Enjoy the Tang of a Tomato

Updated: May 11, 2022

The tomatl berry of Central and South America

Image by David Besa from Sonoma, USA via Wikimedia


The tomato achieved ubiquity in world cuisine after the conquest of the Americas by Europe and subsequent trade of animals, diseases, and plants in the Columbian Exchange. While many assume the tomato is central to Italian culture, many nobles looked down upon this low-growing vine. Some regions of Italy still are not particularly fond of it.

This fruit berry evolved in Peru and made its way to Mesoamerica through natural processes and human trade. Its name comes from tomatl, meaning “fat water” in the Aztec language of Nahuatl. They cultivated many varieties of the wild tomatl at least 2500 years ago, like xitomatl - which means “plump thing with a navel.”

Scientific name: Solanum lycopersicum Flavor: Juicy, sweet, sour, savory, tangy, tart Uses: Cocktails, garnish, salad, sauce, soup, and more Origin: Peru, domesticated in Mexico

By Addicted04 via Wikimedia

Related: Belladonna (nightshade), eggplants, mandrake, peppers, potatoes, tobacco Companions: Asparagus, basil, borage, broccoli, carrots, cauliflower, celery, chives, marigold, grapevine, marjoram, nasturtiums, onions, parsley, and stinging nettle. Pests: Aphids, birds, blister beetles, corn earworms, cutworms, flea beetles, hornworms, mammals, root-knot nematodes, slugs/snails, spider mites, whitefly Pollinators: self-fertile, bees, etc.


A multitude of tomato kinds exist. Some are determinate such as the saucy Roma, which means they only grow so big - sort of bushy-like and are ripe all at the same time. Others are indeterminate like cherry varieties - which means they grow as big as conditions allow and continue to ripen until frost. Both categories benefit from staking or vertical support.

Most varieties of this nightshade do self-pollinate, though any help is appreciated. Europeans first thought they were poisonous. Every part of this plant but the berry is mildly toxic to humans. Wild tomatoes produce a natural, potent enzyme - on their sticky trichomes, which acts as a pest repellent and insecticide. Bred varieties had this stickiness removed.
:::
== Aim of the task ==
Which plants does the tomato excerpt list as related to the tomato? The records play no part here.
:::
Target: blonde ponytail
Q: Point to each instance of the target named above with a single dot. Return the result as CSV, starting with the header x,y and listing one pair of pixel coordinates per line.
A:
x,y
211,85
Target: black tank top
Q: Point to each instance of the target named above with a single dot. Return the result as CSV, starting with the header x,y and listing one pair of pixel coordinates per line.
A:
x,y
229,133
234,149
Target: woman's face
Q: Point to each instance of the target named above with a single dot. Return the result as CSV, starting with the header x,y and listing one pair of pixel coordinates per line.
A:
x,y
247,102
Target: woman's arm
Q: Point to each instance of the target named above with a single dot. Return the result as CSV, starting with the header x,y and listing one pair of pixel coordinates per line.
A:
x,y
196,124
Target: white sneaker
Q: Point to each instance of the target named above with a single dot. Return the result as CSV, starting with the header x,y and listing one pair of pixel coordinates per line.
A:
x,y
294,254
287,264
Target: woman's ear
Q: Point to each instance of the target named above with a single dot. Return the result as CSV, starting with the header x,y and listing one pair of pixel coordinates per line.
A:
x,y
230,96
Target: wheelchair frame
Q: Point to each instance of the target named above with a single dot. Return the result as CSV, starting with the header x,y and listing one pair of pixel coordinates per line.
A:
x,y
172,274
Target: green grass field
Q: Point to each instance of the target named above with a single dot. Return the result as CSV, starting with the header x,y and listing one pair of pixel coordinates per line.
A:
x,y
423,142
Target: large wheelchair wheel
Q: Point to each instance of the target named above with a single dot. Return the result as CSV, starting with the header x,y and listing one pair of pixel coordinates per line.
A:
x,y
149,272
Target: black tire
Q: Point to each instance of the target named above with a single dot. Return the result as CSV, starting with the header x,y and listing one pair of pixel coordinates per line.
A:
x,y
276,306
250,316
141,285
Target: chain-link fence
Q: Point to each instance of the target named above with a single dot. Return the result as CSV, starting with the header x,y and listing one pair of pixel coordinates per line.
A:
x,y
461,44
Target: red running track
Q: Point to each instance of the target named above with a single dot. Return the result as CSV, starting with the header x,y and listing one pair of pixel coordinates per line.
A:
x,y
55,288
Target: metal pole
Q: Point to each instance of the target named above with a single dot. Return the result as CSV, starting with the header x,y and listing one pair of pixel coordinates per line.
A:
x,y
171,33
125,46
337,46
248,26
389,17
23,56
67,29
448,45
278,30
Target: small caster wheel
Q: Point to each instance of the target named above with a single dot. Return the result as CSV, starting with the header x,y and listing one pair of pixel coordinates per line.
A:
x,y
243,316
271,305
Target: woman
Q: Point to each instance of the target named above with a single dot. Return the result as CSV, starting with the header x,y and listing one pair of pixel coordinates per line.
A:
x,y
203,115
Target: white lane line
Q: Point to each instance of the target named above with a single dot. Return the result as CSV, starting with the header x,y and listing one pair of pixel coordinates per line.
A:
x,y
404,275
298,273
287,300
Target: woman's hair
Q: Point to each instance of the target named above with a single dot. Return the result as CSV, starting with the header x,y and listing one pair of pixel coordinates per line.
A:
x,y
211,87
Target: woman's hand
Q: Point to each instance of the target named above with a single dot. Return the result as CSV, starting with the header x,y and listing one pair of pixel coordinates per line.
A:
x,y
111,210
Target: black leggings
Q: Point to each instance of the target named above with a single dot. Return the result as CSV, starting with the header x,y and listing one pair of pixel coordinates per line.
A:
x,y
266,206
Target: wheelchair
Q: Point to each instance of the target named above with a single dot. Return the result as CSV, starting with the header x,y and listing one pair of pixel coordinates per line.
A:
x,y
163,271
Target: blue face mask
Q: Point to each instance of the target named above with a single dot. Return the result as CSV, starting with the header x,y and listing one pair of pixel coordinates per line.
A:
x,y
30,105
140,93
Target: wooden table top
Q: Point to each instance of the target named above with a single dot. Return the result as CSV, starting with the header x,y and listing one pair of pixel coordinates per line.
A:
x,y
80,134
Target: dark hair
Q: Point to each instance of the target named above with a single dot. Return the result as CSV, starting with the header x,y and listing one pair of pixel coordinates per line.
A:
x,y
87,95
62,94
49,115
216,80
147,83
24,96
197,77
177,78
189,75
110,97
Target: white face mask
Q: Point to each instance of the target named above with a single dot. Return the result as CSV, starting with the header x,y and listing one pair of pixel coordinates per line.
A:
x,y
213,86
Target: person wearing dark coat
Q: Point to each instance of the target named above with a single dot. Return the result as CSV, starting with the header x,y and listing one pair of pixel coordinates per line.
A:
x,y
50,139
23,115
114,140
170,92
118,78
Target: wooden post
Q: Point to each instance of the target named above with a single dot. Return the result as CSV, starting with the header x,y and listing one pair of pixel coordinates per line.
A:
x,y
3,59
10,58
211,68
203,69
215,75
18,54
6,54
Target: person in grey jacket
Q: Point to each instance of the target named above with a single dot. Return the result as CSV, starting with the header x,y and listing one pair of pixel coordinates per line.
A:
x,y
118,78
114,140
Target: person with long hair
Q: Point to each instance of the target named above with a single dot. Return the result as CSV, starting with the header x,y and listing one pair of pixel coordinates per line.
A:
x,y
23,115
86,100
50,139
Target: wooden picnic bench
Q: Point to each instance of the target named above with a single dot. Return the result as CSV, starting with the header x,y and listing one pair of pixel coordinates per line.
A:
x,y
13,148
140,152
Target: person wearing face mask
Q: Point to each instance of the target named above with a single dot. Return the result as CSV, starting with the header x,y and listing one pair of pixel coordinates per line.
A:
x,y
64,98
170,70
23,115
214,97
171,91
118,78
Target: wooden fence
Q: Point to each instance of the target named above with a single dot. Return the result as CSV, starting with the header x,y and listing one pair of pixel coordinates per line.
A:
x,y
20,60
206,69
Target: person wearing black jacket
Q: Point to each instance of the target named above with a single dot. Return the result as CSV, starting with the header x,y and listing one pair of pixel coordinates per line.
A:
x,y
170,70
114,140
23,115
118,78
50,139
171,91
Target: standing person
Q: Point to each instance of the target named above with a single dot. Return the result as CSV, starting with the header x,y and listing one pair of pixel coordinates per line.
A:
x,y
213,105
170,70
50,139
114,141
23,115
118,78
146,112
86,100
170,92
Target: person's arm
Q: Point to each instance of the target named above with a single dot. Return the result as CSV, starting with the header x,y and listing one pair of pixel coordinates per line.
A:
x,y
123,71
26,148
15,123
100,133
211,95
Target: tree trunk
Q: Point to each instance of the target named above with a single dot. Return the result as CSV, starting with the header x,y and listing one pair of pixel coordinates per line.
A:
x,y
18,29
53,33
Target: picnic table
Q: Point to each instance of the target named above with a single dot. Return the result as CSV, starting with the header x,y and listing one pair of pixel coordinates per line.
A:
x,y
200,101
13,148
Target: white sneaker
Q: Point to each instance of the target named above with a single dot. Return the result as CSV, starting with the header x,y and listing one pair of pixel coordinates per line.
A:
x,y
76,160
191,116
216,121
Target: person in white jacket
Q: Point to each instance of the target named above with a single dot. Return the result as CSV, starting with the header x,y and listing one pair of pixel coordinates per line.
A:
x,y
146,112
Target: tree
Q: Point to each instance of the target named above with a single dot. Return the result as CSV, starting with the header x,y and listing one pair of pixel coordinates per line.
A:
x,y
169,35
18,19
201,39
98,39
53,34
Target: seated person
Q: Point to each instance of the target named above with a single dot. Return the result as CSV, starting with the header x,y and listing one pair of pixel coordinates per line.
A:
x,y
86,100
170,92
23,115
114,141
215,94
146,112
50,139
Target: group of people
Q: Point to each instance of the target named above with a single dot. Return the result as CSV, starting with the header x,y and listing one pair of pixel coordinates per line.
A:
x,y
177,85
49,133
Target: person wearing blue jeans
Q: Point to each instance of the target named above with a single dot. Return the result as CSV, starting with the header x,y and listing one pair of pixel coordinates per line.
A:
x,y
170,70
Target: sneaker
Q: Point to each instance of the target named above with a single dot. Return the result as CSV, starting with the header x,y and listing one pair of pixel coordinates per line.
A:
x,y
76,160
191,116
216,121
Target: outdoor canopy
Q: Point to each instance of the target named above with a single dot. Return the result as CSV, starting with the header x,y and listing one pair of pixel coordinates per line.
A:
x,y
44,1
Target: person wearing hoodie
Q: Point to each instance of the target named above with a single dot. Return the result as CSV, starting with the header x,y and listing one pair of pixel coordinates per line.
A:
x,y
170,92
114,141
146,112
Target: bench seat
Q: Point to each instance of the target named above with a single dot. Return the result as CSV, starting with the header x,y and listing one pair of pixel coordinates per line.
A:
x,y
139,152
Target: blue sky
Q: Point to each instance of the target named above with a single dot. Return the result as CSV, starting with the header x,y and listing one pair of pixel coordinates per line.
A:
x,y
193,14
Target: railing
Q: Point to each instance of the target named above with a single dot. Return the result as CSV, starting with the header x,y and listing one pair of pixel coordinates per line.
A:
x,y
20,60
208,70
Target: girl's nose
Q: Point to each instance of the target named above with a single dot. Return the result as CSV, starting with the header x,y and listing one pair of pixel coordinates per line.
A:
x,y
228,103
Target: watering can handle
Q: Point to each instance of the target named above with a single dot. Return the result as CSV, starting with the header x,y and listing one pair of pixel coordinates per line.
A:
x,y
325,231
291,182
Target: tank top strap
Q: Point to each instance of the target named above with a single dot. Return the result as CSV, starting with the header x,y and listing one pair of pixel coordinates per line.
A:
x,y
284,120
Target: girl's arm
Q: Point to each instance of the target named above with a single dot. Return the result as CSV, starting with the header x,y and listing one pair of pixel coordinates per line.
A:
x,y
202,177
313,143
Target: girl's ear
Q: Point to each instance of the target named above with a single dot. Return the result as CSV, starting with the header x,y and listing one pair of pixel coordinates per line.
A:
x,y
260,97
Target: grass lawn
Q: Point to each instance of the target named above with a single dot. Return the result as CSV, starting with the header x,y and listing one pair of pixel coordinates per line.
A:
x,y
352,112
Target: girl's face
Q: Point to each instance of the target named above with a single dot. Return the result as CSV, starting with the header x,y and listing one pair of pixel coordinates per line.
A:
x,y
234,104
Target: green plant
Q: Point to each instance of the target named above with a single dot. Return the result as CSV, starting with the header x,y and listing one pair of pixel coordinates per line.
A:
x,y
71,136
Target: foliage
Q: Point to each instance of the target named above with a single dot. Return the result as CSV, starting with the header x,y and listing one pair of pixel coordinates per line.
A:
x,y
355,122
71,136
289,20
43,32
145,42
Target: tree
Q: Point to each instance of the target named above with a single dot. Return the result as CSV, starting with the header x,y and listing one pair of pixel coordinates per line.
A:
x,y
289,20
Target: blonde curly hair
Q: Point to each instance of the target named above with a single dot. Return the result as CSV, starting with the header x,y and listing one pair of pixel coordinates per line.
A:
:::
== Written solution ==
Belladonna (nightshade), eggplants, mandrake, peppers, potatoes, tobacco